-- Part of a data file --

★ ★ ★ ★ ★ ★ ★

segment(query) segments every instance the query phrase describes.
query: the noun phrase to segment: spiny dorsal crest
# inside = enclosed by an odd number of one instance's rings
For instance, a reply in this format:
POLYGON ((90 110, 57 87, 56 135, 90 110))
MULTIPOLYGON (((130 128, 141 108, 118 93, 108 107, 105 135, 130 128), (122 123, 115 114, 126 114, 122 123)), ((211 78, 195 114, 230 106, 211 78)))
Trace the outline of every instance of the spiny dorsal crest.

★ ★ ★ ★ ★ ★ ★

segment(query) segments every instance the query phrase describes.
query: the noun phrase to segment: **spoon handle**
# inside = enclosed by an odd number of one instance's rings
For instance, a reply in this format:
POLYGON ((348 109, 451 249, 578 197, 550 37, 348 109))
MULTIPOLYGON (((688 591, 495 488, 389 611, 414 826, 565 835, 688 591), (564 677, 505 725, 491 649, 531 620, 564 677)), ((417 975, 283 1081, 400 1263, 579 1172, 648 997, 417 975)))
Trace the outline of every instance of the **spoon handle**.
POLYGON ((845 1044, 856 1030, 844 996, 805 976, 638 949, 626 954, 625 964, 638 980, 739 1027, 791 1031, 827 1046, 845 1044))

★ ★ ★ ★ ★ ★ ★

-- Stated task --
Identify the lines in the items above that contain the word "every" and copy each one. Case counts.

-- Exercise response --
segment(query) segments every instance the query phrase describes.
Trace the outline of every instance of the spiny dorsal crest.
segment(query) segments every instance the query phrase describes.
Trace the outline of every instance of the **spoon handle**.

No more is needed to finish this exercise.